**Directions**
1. Answer these questions about the book review:
(a) What does Jim's old mentor call someone special with unnatural abilities?
(b) What will prove that the creepy guy in Jim's nightmares is real?
(c) While the story itself is good enough, what part does the reviewer call awful?
2. Repeat the book review word for word, from "Sound a tad" up to and including "the final climax.".

**Page text**

Into the Book


Sometimes, after a long day, it’s nice to just sit down and read an epic novel. Usually, these stories end up being about a hero who is revealed to be ‘The Chosen One’, finds out about an Evil Emperor, trains to defeat him, and saves the day through hard work and sacrifice. Of course, this is only entertaining because I don’t have to live it. If the villain is murderous, I don’t have to worry. If the fate of the world is threatened, I can rest assured it is just a story. Jim Hunt has no such assurance.

When he was just a college student having nightmares, it wasn’t so bad. Even when his old mentor told him that he was special, something with unnatural abilities called a ‘Champion’, it wasn’t overly frightening. Unfortunately, in a world of heroes, there are villains to fight. And that creepy guy in Jim’s nightmares? He’s real, and the emails in Jim’s inbox will prove it. Jim may be one of the most powerful Champions in the world, but that just means he is at the top of his enemy’s hit list.

Sound a tad clichéd? It is, but good stories can be built out of common tropes. Unfortunately, while the story itself is good enough, the prose is awful. The dialogue is clunky and awkward (though I will grant that a real college student’s probably would be so) and the plot can meander at times. The story itself takes a while to get off the ground, and when it does it drags its feet until the final climax.

**Information given**
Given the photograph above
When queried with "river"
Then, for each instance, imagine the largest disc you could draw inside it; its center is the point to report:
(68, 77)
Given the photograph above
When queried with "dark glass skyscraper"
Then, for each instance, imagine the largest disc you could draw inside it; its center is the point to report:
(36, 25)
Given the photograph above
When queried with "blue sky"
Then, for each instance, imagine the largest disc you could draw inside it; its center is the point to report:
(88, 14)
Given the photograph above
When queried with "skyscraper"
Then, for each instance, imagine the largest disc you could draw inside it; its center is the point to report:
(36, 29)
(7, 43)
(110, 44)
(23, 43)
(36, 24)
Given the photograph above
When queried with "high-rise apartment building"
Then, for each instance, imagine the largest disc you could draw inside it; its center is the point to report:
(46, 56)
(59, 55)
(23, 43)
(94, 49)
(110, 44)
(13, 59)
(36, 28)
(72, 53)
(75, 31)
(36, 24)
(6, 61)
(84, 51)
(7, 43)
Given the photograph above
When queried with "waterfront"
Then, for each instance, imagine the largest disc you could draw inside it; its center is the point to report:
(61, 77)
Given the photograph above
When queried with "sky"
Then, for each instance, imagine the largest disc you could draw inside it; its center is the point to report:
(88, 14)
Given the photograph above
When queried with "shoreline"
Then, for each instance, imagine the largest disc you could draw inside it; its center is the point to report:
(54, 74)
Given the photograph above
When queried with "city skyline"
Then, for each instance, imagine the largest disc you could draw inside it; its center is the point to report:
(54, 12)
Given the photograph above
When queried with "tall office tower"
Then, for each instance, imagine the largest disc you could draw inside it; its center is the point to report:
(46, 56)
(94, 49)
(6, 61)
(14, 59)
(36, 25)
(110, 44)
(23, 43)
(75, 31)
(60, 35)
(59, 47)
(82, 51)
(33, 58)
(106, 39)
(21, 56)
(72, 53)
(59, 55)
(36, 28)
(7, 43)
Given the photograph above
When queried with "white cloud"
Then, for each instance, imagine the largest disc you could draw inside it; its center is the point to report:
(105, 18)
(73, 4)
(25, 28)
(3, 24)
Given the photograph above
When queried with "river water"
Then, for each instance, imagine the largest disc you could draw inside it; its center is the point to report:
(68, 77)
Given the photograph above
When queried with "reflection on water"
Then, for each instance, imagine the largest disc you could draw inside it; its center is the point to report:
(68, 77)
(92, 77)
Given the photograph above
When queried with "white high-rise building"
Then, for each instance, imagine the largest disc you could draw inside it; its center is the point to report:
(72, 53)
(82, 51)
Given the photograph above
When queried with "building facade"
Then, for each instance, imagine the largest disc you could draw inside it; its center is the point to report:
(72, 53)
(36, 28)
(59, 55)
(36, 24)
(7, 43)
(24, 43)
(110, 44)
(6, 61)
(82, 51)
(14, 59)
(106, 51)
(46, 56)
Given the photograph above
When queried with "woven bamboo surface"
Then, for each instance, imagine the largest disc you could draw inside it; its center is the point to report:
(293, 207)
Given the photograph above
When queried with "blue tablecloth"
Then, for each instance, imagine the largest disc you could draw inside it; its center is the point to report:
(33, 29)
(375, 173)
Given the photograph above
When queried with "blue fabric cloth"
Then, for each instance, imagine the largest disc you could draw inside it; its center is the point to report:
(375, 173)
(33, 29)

* * *

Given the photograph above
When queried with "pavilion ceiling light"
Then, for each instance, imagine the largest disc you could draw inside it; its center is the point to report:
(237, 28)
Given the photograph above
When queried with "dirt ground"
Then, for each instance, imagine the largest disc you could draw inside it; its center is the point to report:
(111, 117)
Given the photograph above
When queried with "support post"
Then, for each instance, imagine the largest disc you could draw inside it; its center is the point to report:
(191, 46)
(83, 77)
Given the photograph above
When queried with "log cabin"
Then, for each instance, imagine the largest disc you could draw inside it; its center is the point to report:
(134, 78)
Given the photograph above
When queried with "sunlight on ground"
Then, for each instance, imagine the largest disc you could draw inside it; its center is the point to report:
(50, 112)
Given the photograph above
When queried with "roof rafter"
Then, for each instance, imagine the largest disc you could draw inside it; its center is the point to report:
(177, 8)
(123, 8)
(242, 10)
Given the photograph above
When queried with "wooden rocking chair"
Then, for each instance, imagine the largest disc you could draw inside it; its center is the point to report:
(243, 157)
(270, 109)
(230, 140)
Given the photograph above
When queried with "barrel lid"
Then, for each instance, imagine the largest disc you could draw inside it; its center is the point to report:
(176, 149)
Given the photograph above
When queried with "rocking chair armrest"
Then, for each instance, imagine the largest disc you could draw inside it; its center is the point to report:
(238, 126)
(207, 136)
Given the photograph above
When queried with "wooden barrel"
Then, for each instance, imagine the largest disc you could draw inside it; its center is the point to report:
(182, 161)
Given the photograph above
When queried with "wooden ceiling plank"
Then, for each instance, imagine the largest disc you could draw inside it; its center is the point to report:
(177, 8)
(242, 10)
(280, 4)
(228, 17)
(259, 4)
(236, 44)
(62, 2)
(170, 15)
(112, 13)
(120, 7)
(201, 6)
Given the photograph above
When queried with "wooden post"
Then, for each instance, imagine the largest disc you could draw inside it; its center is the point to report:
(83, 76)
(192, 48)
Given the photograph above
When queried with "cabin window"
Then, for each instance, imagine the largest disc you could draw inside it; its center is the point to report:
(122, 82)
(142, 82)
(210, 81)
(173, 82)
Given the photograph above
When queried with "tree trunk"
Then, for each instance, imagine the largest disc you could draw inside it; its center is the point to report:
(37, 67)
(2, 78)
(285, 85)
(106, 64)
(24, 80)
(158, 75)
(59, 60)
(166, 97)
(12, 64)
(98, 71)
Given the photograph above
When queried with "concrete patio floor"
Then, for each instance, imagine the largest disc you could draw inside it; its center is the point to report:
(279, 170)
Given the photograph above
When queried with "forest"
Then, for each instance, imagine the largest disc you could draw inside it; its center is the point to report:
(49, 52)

--

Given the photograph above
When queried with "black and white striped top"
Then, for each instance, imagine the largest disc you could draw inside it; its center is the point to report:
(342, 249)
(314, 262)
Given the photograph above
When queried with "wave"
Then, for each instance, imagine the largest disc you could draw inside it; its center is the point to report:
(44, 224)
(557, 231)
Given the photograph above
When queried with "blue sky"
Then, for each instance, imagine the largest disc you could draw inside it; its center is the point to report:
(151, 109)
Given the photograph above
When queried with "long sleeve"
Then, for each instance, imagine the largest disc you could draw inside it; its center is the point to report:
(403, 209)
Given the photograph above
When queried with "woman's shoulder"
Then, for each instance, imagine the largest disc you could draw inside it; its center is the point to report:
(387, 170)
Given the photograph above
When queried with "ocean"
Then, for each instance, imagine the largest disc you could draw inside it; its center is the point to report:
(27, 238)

**Answers**
1.
(a) A 'Champion'
(b) The emails in Jim's inbox
(c) The prose

2.
Sound a tad clichéd? It is, but good stories can be built out of common tropes. Unfortunately, while the story itself is good enough, the prose is awful. The dialogue is clunky and awkward (though I will grant that a real college student’s probably would be so) and the plot can meander at times. The story itself takes a while to get off the ground, and when it does it drags its feet until the final climax.